* **Dataset records**
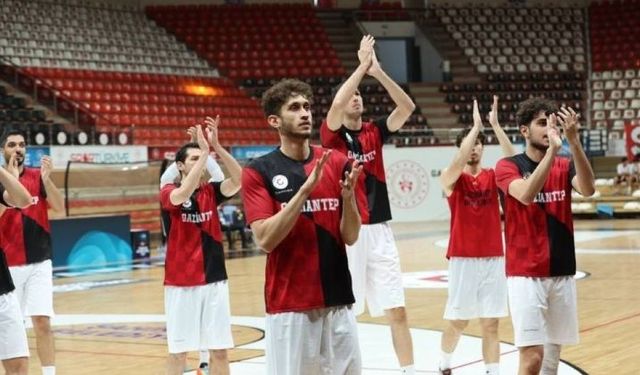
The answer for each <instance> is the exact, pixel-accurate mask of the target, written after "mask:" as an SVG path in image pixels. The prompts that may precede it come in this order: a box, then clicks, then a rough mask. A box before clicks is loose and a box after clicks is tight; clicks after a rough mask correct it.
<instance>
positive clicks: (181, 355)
mask: <svg viewBox="0 0 640 375" xmlns="http://www.w3.org/2000/svg"><path fill="white" fill-rule="evenodd" d="M169 357H170V358H171V360H172V361H174V362H186V361H187V353H169Z"/></svg>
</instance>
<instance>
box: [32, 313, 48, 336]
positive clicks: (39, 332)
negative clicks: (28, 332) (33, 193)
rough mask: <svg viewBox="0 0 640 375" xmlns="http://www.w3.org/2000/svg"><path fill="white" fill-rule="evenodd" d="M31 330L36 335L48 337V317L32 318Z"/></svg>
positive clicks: (33, 317)
mask: <svg viewBox="0 0 640 375" xmlns="http://www.w3.org/2000/svg"><path fill="white" fill-rule="evenodd" d="M31 320H32V322H33V330H34V331H35V332H36V335H38V336H40V335H48V334H51V320H50V319H49V317H48V316H34V317H32V319H31Z"/></svg>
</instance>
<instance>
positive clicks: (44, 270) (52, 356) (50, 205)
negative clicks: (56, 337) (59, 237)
mask: <svg viewBox="0 0 640 375" xmlns="http://www.w3.org/2000/svg"><path fill="white" fill-rule="evenodd" d="M2 151H3V154H4V158H5V160H10V159H11V158H12V157H14V160H15V161H16V163H17V170H18V173H19V179H20V183H21V184H22V185H24V186H25V187H26V188H27V190H28V191H29V193H30V194H31V197H32V198H31V200H32V204H31V205H30V206H29V207H27V208H24V209H18V208H11V207H10V208H7V209H6V210H5V211H4V213H3V214H2V216H0V232H1V234H0V247H2V249H4V252H5V254H6V256H7V262H8V264H9V269H10V270H11V277H12V278H13V282H14V284H15V286H16V295H17V296H18V300H19V301H20V307H21V311H22V314H23V315H24V316H25V317H31V321H32V323H33V330H34V332H35V334H36V347H37V350H38V357H39V358H40V363H41V365H42V374H43V375H54V374H55V373H56V368H55V343H54V336H53V332H52V330H51V317H53V314H54V312H53V270H52V266H51V233H50V225H49V215H48V212H47V206H48V207H51V209H52V211H53V212H55V213H61V212H63V211H64V197H63V196H62V193H60V191H59V190H58V188H56V186H55V185H54V183H53V181H52V180H51V171H52V170H53V164H52V161H51V158H50V157H48V156H44V157H42V160H41V167H40V168H26V167H25V166H24V160H25V153H26V142H25V136H24V134H23V133H22V132H20V131H18V130H13V131H9V132H7V133H6V135H5V137H4V139H3V142H2ZM17 233H19V234H20V235H16V234H17Z"/></svg>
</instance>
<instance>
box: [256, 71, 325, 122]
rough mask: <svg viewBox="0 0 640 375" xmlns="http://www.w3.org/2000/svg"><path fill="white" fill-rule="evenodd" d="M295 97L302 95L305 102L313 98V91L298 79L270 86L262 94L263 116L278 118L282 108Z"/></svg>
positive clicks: (305, 83)
mask: <svg viewBox="0 0 640 375" xmlns="http://www.w3.org/2000/svg"><path fill="white" fill-rule="evenodd" d="M295 95H302V96H304V97H305V98H306V99H307V100H309V101H311V99H312V98H313V90H312V89H311V86H309V84H308V83H305V82H302V81H300V80H298V79H291V78H287V79H283V80H281V81H280V82H278V83H276V84H275V85H273V86H271V87H270V88H269V89H268V90H267V91H265V93H264V94H262V109H263V111H264V114H265V116H267V117H269V116H271V115H276V116H280V110H281V109H282V106H283V105H284V104H285V103H286V102H287V101H288V100H289V98H291V97H292V96H295Z"/></svg>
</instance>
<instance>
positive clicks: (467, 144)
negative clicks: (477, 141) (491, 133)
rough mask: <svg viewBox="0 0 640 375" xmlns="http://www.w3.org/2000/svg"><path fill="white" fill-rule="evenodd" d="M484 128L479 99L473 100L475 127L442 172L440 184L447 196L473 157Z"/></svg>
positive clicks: (460, 146)
mask: <svg viewBox="0 0 640 375" xmlns="http://www.w3.org/2000/svg"><path fill="white" fill-rule="evenodd" d="M481 130H482V118H481V117H480V110H479V109H478V101H477V100H474V101H473V127H472V128H471V131H470V132H469V134H467V136H466V137H464V139H463V140H462V142H461V143H460V148H459V149H458V152H456V154H455V155H454V157H453V160H452V161H451V164H449V166H448V167H447V168H445V169H443V170H442V173H441V174H440V185H442V189H444V192H445V194H447V196H449V195H451V193H452V192H453V187H454V185H455V184H456V181H458V178H460V175H461V174H462V170H463V169H464V166H465V165H466V164H467V161H468V160H469V157H471V151H473V146H475V144H476V140H477V138H478V134H480V131H481Z"/></svg>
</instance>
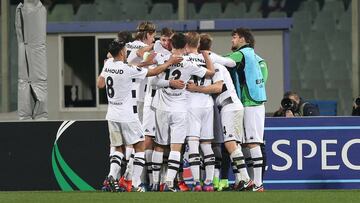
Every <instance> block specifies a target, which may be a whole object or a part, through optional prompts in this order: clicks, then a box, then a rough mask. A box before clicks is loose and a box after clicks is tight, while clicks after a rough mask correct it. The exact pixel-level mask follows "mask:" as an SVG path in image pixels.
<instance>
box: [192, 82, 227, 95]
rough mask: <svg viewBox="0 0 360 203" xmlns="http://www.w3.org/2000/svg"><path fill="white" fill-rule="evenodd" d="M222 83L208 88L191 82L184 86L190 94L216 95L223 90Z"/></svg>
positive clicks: (219, 83) (207, 86)
mask: <svg viewBox="0 0 360 203" xmlns="http://www.w3.org/2000/svg"><path fill="white" fill-rule="evenodd" d="M223 84H224V82H223V81H217V82H215V83H214V84H211V85H208V86H198V85H196V84H195V83H193V82H189V83H188V84H187V85H186V89H187V90H188V91H190V92H200V93H204V94H218V93H221V92H222V89H223Z"/></svg>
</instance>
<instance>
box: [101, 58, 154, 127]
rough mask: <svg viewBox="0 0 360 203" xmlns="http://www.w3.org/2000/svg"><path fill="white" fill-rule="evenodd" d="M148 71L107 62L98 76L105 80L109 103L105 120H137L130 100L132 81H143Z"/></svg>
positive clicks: (118, 63)
mask: <svg viewBox="0 0 360 203" xmlns="http://www.w3.org/2000/svg"><path fill="white" fill-rule="evenodd" d="M147 72H148V70H147V69H146V68H139V67H136V66H132V65H128V64H125V63H123V62H122V61H114V60H107V61H106V62H105V65H104V68H103V70H102V72H101V74H100V76H101V77H103V78H105V84H106V94H107V98H108V101H109V105H108V111H107V114H106V119H107V120H110V121H115V122H133V121H136V120H138V116H137V115H136V114H135V113H136V110H135V109H136V106H134V102H133V101H132V98H133V97H134V96H135V95H132V90H133V85H134V83H133V82H132V79H140V80H143V79H144V78H146V74H147Z"/></svg>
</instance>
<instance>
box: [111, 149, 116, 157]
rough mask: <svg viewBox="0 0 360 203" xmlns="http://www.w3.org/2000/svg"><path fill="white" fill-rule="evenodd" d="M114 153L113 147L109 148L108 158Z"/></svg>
mask: <svg viewBox="0 0 360 203" xmlns="http://www.w3.org/2000/svg"><path fill="white" fill-rule="evenodd" d="M115 151H116V149H115V147H110V153H109V156H111V155H112V154H114V152H115Z"/></svg>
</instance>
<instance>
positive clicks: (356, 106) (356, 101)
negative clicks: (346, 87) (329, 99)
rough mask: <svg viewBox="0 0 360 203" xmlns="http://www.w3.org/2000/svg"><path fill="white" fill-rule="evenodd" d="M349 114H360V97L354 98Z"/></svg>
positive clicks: (355, 114) (354, 115)
mask: <svg viewBox="0 0 360 203" xmlns="http://www.w3.org/2000/svg"><path fill="white" fill-rule="evenodd" d="M351 115H352V116H360V97H358V98H356V99H355V101H354V105H353V110H352V113H351Z"/></svg>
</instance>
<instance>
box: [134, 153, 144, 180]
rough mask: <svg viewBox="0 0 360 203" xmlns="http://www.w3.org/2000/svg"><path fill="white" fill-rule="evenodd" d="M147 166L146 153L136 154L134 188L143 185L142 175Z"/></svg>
mask: <svg viewBox="0 0 360 203" xmlns="http://www.w3.org/2000/svg"><path fill="white" fill-rule="evenodd" d="M144 166H145V153H144V152H136V153H135V156H134V172H133V178H132V184H133V186H134V187H138V186H139V185H140V184H141V174H142V171H143V168H144Z"/></svg>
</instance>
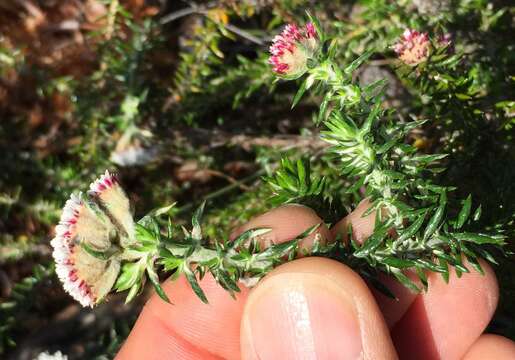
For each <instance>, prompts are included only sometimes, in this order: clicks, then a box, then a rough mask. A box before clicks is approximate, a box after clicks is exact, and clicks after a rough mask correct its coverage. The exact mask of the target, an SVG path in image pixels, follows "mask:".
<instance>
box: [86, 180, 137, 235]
mask: <svg viewBox="0 0 515 360" xmlns="http://www.w3.org/2000/svg"><path fill="white" fill-rule="evenodd" d="M89 189H90V190H89V191H88V195H90V196H91V197H92V198H94V199H96V200H97V201H98V202H99V203H100V204H101V205H102V207H103V208H104V209H105V210H106V211H107V212H108V213H109V215H110V218H111V220H112V221H113V222H114V225H115V226H117V227H118V230H119V231H120V232H121V233H122V234H123V235H124V236H123V237H122V239H121V240H122V241H123V242H124V245H128V244H130V243H131V242H132V241H133V239H134V236H133V235H134V220H133V219H132V215H131V212H130V203H129V199H128V198H127V195H125V191H123V189H122V187H121V186H120V183H119V182H118V179H117V178H116V176H115V175H114V174H111V173H109V171H107V170H106V172H105V174H104V175H102V176H101V177H100V178H98V179H97V180H95V181H94V182H93V183H92V184H91V185H90V187H89Z"/></svg>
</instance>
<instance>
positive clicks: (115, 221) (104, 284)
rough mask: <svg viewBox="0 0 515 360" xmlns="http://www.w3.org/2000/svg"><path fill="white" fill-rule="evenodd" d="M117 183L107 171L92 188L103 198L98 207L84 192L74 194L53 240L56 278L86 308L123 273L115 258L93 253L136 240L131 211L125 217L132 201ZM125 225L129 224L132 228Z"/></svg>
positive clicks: (102, 293) (62, 215)
mask: <svg viewBox="0 0 515 360" xmlns="http://www.w3.org/2000/svg"><path fill="white" fill-rule="evenodd" d="M114 180H115V178H114V177H113V176H112V175H110V174H109V173H108V172H106V174H105V175H104V176H102V177H101V178H100V179H98V180H97V181H95V182H94V183H93V184H92V185H91V187H92V191H94V196H96V197H98V198H99V199H102V200H100V201H98V204H97V203H96V202H95V201H94V200H95V198H93V201H92V200H91V199H88V198H86V197H85V196H84V195H83V194H81V193H79V194H72V195H71V197H70V199H69V200H68V201H67V202H66V204H65V206H64V209H63V213H62V215H61V219H60V221H59V225H57V226H56V236H55V238H54V239H53V240H52V241H51V245H52V247H53V248H54V251H53V257H54V260H55V262H56V273H57V276H58V277H59V279H60V280H61V282H62V283H63V287H64V289H65V290H66V291H67V292H68V293H69V294H70V295H71V296H72V297H73V298H74V299H75V300H77V301H78V302H80V303H81V305H83V306H91V307H93V306H94V305H96V304H97V303H98V302H99V301H100V300H102V299H103V298H104V297H105V296H106V295H107V294H108V293H109V291H110V290H111V289H112V287H113V285H114V283H115V281H116V278H117V276H118V273H119V271H120V260H119V259H118V258H117V256H116V255H113V256H110V257H107V258H102V257H98V256H94V254H93V253H92V251H93V252H98V253H108V252H110V251H111V250H112V249H113V248H116V247H118V246H119V245H122V246H123V243H122V239H124V238H126V239H133V238H134V232H133V231H134V223H133V220H132V217H131V215H130V212H128V213H127V214H124V206H126V207H125V209H128V202H129V201H128V199H127V197H126V196H125V193H124V192H123V190H122V189H121V187H120V186H119V184H118V182H115V181H114ZM117 187H119V188H120V189H117ZM93 189H94V190H93ZM110 191H111V192H110ZM117 206H118V208H117ZM111 211H112V212H111ZM127 211H128V210H127ZM129 217H130V221H129V220H128V218H129ZM123 223H129V227H125V226H126V224H123ZM131 229H132V230H131ZM131 231H132V232H131ZM127 241H129V240H127Z"/></svg>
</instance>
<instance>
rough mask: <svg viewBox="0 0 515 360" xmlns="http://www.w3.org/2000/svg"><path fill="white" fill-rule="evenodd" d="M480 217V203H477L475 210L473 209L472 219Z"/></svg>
mask: <svg viewBox="0 0 515 360" xmlns="http://www.w3.org/2000/svg"><path fill="white" fill-rule="evenodd" d="M480 217H481V205H479V206H478V207H477V209H476V211H474V215H473V217H472V219H473V220H474V221H478V220H479V218H480Z"/></svg>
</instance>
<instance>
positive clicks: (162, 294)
mask: <svg viewBox="0 0 515 360" xmlns="http://www.w3.org/2000/svg"><path fill="white" fill-rule="evenodd" d="M147 274H148V278H149V279H150V282H151V283H152V285H153V286H154V289H155V290H156V293H157V294H158V295H159V297H160V298H161V299H163V300H164V301H166V302H167V303H171V302H170V299H169V298H168V296H167V295H166V293H165V292H164V290H163V288H162V287H161V284H159V277H158V276H157V273H156V272H155V270H154V264H153V262H152V260H150V259H149V261H148V262H147Z"/></svg>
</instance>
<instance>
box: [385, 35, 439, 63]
mask: <svg viewBox="0 0 515 360" xmlns="http://www.w3.org/2000/svg"><path fill="white" fill-rule="evenodd" d="M393 49H394V51H395V52H396V53H397V55H398V56H399V59H401V60H402V61H403V62H404V63H405V64H407V65H411V66H415V65H418V64H420V63H422V62H424V61H426V60H427V58H428V57H429V51H430V49H431V43H430V41H429V35H428V34H427V33H421V32H418V31H417V30H411V29H406V30H405V31H404V33H403V34H402V36H401V38H400V39H399V41H398V42H397V43H396V44H395V45H394V47H393Z"/></svg>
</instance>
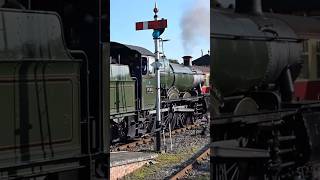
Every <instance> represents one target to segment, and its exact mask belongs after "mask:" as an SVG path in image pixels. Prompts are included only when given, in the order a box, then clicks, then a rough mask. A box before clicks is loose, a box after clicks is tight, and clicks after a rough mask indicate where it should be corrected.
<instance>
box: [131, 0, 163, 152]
mask: <svg viewBox="0 0 320 180" xmlns="http://www.w3.org/2000/svg"><path fill="white" fill-rule="evenodd" d="M153 12H154V21H145V22H137V23H136V30H145V29H153V33H152V36H153V40H154V46H155V48H154V50H155V52H154V54H155V63H153V64H152V66H153V67H154V68H155V70H156V81H157V88H156V89H157V91H156V92H157V94H156V122H155V123H156V144H155V146H156V147H155V148H156V151H158V152H160V151H161V93H160V66H161V63H160V62H159V59H160V52H159V44H160V39H161V38H160V35H161V34H162V33H163V32H164V30H165V28H166V27H167V20H166V19H161V20H158V15H157V13H158V12H159V9H158V8H157V4H156V3H155V7H154V9H153Z"/></svg>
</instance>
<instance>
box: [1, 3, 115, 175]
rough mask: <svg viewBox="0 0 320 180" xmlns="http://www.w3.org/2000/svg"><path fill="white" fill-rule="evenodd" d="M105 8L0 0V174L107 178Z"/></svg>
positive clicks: (105, 26)
mask: <svg viewBox="0 0 320 180" xmlns="http://www.w3.org/2000/svg"><path fill="white" fill-rule="evenodd" d="M108 6H109V4H106V1H104V2H102V1H91V2H90V3H88V2H87V1H82V0H70V1H63V0H57V1H39V0H28V1H24V0H6V1H0V16H1V18H0V26H1V28H0V32H1V33H0V51H1V53H0V97H1V98H0V99H1V101H0V107H1V108H0V114H1V121H0V136H1V137H0V179H46V180H50V179H60V180H63V179H65V180H67V179H68V180H69V179H77V180H78V179H85V180H88V179H108V171H109V168H108V165H109V164H108V163H109V161H108V156H107V153H108V147H109V145H108V143H109V140H108V139H107V138H108V132H109V130H107V128H106V127H108V126H107V118H108V116H107V117H105V113H108V112H105V111H103V108H102V107H103V105H104V101H103V99H104V96H102V95H101V94H100V92H102V89H104V88H103V86H104V84H106V83H101V82H103V81H105V82H107V80H106V78H107V77H108V76H107V75H105V76H104V75H103V74H104V73H107V74H108V66H107V65H108V64H106V63H104V62H106V61H105V60H104V61H103V60H102V58H101V57H106V56H108V55H107V54H104V53H105V52H106V50H107V49H108V44H109V43H107V42H108V41H109V40H108V36H106V35H105V34H108V28H107V27H106V25H107V24H108V23H107V19H109V18H108V17H109V13H108V12H107V11H106V9H108V8H107V7H108ZM83 7H85V8H83ZM103 17H104V18H106V19H103ZM101 31H104V35H101V34H99V33H100V32H101ZM88 34H90V37H88ZM101 42H102V43H101ZM102 44H103V46H102ZM89 72H90V74H89ZM97 79H100V80H101V81H97ZM89 84H90V86H89ZM106 102H108V101H106Z"/></svg>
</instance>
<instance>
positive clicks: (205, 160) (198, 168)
mask: <svg viewBox="0 0 320 180" xmlns="http://www.w3.org/2000/svg"><path fill="white" fill-rule="evenodd" d="M183 179H184V180H194V179H197V180H209V179H210V157H208V158H207V159H206V160H204V161H201V163H200V164H196V165H195V166H194V168H193V169H192V171H191V172H190V173H189V174H188V176H186V177H185V178H183Z"/></svg>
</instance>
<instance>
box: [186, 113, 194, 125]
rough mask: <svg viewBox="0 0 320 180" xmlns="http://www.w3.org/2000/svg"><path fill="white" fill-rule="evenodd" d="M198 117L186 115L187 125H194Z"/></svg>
mask: <svg viewBox="0 0 320 180" xmlns="http://www.w3.org/2000/svg"><path fill="white" fill-rule="evenodd" d="M195 118H196V117H194V116H193V115H192V114H187V115H185V119H184V120H185V123H184V124H185V125H192V124H194V122H195V120H196V119H195Z"/></svg>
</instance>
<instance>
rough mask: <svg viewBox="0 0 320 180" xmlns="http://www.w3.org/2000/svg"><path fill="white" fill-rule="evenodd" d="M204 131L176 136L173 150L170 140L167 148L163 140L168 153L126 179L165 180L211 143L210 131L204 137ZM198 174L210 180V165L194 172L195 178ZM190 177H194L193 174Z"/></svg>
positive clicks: (139, 148)
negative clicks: (209, 142) (170, 147)
mask: <svg viewBox="0 0 320 180" xmlns="http://www.w3.org/2000/svg"><path fill="white" fill-rule="evenodd" d="M202 131H203V128H197V129H193V130H187V131H185V132H181V133H179V134H177V135H174V136H173V137H172V150H171V148H170V139H169V138H166V146H163V140H162V147H164V151H166V153H162V154H159V156H158V157H157V158H156V159H155V160H154V161H153V162H152V163H150V164H149V165H146V166H144V167H142V168H141V169H139V170H137V171H136V172H134V173H132V174H130V175H128V176H126V177H125V178H124V179H126V180H131V179H132V180H133V179H134V180H140V179H141V180H157V179H165V178H166V177H168V176H170V175H171V174H172V173H173V172H175V171H176V170H178V169H179V168H180V165H181V163H182V162H184V161H186V160H188V159H189V158H190V157H191V156H192V155H193V154H194V153H195V152H197V151H198V150H199V149H200V148H202V147H204V146H205V145H206V144H208V143H209V141H210V134H209V131H208V130H207V131H206V133H205V134H204V135H203V134H201V132H202ZM165 147H166V148H165ZM153 148H154V146H153V145H152V144H151V145H140V146H138V147H135V148H134V151H150V150H153ZM208 162H209V161H208ZM202 167H203V168H202ZM198 172H199V173H201V174H203V175H204V176H205V177H207V179H209V165H208V164H206V163H204V165H203V166H202V165H200V166H199V168H197V169H196V170H195V171H194V176H195V175H196V174H197V173H198ZM190 177H192V174H191V176H190ZM197 177H198V175H197ZM204 179H205V178H204Z"/></svg>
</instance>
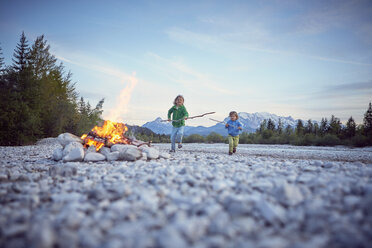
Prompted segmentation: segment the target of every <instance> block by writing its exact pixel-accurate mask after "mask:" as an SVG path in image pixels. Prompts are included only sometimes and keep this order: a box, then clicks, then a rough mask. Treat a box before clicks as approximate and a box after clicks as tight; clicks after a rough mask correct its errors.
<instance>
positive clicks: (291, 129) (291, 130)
mask: <svg viewBox="0 0 372 248" xmlns="http://www.w3.org/2000/svg"><path fill="white" fill-rule="evenodd" d="M284 132H285V134H286V135H287V136H289V135H291V134H292V133H293V128H292V127H291V126H290V125H287V126H286V128H285V131H284Z"/></svg>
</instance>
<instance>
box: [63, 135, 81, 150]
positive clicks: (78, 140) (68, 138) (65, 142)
mask: <svg viewBox="0 0 372 248" xmlns="http://www.w3.org/2000/svg"><path fill="white" fill-rule="evenodd" d="M57 139H58V142H59V143H60V144H61V145H62V146H63V147H65V146H66V145H68V144H69V143H71V142H78V143H81V144H82V143H83V142H84V141H83V140H82V139H80V137H78V136H76V135H73V134H71V133H62V134H60V135H58V138H57Z"/></svg>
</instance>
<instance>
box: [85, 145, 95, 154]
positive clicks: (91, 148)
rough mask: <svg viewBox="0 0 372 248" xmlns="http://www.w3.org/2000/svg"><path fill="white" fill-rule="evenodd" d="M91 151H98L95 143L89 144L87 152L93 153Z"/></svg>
mask: <svg viewBox="0 0 372 248" xmlns="http://www.w3.org/2000/svg"><path fill="white" fill-rule="evenodd" d="M91 152H97V151H96V146H95V145H91V146H89V147H88V149H87V151H86V153H91Z"/></svg>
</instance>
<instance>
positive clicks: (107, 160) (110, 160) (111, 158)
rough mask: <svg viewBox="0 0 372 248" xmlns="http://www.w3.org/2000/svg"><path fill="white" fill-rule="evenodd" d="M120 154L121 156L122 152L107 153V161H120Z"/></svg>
mask: <svg viewBox="0 0 372 248" xmlns="http://www.w3.org/2000/svg"><path fill="white" fill-rule="evenodd" d="M119 154H120V152H118V151H116V152H110V153H107V154H106V159H107V161H116V160H118V159H119Z"/></svg>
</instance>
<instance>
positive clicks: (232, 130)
mask: <svg viewBox="0 0 372 248" xmlns="http://www.w3.org/2000/svg"><path fill="white" fill-rule="evenodd" d="M229 116H230V120H229V121H228V122H227V123H226V125H225V128H227V132H228V134H229V136H228V140H229V155H232V154H233V153H235V152H236V147H237V146H238V144H239V134H240V133H241V130H242V129H243V128H242V127H243V125H242V123H241V122H240V121H238V119H239V116H238V113H236V112H235V111H231V112H230V114H229Z"/></svg>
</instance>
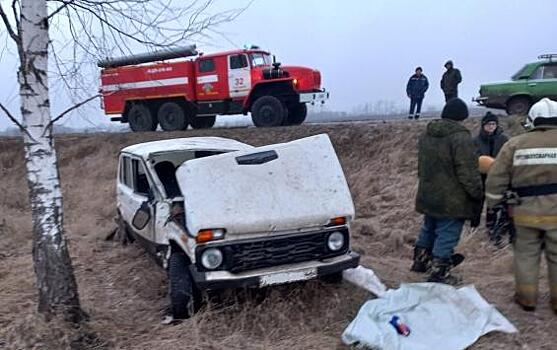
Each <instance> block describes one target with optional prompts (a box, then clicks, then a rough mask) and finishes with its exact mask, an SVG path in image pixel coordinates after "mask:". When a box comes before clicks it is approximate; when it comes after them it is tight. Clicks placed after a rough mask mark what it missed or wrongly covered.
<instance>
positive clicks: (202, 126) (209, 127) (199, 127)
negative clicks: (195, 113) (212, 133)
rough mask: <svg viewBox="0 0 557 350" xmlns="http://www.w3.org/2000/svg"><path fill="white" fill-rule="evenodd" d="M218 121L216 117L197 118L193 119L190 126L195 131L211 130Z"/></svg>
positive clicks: (211, 116) (191, 119) (190, 123)
mask: <svg viewBox="0 0 557 350" xmlns="http://www.w3.org/2000/svg"><path fill="white" fill-rule="evenodd" d="M216 120H217V117H216V116H214V115H213V116H210V117H195V118H192V119H191V121H190V125H191V127H192V128H194V129H210V128H212V127H213V126H214V125H215V121H216Z"/></svg>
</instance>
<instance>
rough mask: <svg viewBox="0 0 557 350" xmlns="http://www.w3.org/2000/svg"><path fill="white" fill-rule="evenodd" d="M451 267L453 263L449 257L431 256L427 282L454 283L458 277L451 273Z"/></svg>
mask: <svg viewBox="0 0 557 350" xmlns="http://www.w3.org/2000/svg"><path fill="white" fill-rule="evenodd" d="M452 267H453V263H452V261H451V259H440V258H435V257H434V258H433V261H432V264H431V274H430V275H429V278H428V279H427V281H428V282H437V283H445V284H450V285H455V284H457V283H458V282H460V281H459V280H458V278H456V277H455V276H453V275H451V268H452Z"/></svg>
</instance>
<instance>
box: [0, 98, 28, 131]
mask: <svg viewBox="0 0 557 350" xmlns="http://www.w3.org/2000/svg"><path fill="white" fill-rule="evenodd" d="M0 109H1V110H2V111H3V112H4V113H5V114H6V116H7V117H8V119H9V120H10V121H11V122H12V123H14V124H15V126H17V128H18V129H19V130H20V131H21V132H23V133H25V134H26V135H27V136H29V138H30V139H31V140H35V139H34V138H33V136H31V134H29V131H27V128H25V127H24V126H23V125H22V124H21V123H20V122H19V120H17V119H16V118H15V117H14V116H13V115H12V114H11V113H10V111H9V110H8V109H7V108H6V107H5V106H4V105H3V104H2V103H0Z"/></svg>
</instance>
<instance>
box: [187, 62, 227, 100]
mask: <svg viewBox="0 0 557 350" xmlns="http://www.w3.org/2000/svg"><path fill="white" fill-rule="evenodd" d="M195 66H196V67H195V70H196V76H197V79H196V86H195V90H196V93H197V99H198V100H199V101H201V102H203V101H219V100H223V99H225V98H226V97H227V96H228V89H227V87H228V81H227V79H226V72H227V68H226V67H227V66H226V56H224V57H202V58H199V59H198V60H197V63H196V65H195Z"/></svg>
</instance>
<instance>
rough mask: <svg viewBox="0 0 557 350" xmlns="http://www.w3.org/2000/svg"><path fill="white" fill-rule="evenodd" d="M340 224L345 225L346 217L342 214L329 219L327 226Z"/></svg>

* **What you are asked to do**
Retype each line of the data exactly, beginning with the first; include the line containing "positive clicks: (44, 270)" and stop there, skipping every picture.

* **Result of this exercise**
The answer for each <instance> is the exact, pixel-accurate mask of the target, written after "mask:" as an SVG path in image pixels. The prompts that may precede it come in this order: a box, then clicks, then a rough mask. A box before clicks is loose and a box after clicks is tight; clicks after a rough mask correct it.
<instance>
positive clicks: (181, 355)
mask: <svg viewBox="0 0 640 375" xmlns="http://www.w3.org/2000/svg"><path fill="white" fill-rule="evenodd" d="M169 357H170V358H171V360H172V361H174V362H186V361H187V353H169Z"/></svg>
</instance>
<instance>
box: [32, 313, 48, 336]
positive clicks: (39, 332)
negative clicks: (28, 332) (33, 193)
rough mask: <svg viewBox="0 0 640 375" xmlns="http://www.w3.org/2000/svg"><path fill="white" fill-rule="evenodd" d="M31 330L36 335L48 337V317L32 318Z"/></svg>
positive clicks: (33, 317)
mask: <svg viewBox="0 0 640 375" xmlns="http://www.w3.org/2000/svg"><path fill="white" fill-rule="evenodd" d="M31 320H32V322H33V330H34V331H35V332H36V335H38V336H40V335H48V334H51V320H50V319H49V317H48V316H34V317H32V319H31Z"/></svg>
</instance>
<instance>
positive clicks: (44, 270) (52, 356) (50, 205)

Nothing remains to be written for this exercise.